*EXERCISE BRIEF*
Tally the lines of the records below that contain the string "garage", matching case exactly, and reply with that number alone.

*PROVIDED RECORDS*
####################

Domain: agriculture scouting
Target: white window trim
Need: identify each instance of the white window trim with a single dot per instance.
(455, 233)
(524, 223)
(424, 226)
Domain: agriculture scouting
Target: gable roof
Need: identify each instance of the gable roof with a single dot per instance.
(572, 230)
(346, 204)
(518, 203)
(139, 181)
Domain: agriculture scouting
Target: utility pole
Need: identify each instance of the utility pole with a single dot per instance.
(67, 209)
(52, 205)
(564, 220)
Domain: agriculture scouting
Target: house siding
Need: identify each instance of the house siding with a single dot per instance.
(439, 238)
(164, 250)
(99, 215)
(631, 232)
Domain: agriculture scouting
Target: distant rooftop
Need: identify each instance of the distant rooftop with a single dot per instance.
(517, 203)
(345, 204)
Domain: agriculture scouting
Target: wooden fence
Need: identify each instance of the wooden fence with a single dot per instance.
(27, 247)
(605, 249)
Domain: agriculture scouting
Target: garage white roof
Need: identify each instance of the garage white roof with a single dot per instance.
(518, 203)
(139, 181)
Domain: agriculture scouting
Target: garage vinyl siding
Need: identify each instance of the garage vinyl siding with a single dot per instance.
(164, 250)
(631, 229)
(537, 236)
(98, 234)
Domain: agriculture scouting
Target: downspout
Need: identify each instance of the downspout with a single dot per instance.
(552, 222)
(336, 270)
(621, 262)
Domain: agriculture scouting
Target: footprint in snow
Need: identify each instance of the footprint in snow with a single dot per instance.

####################

*SOLUTION FOR THIS EXERCISE*
4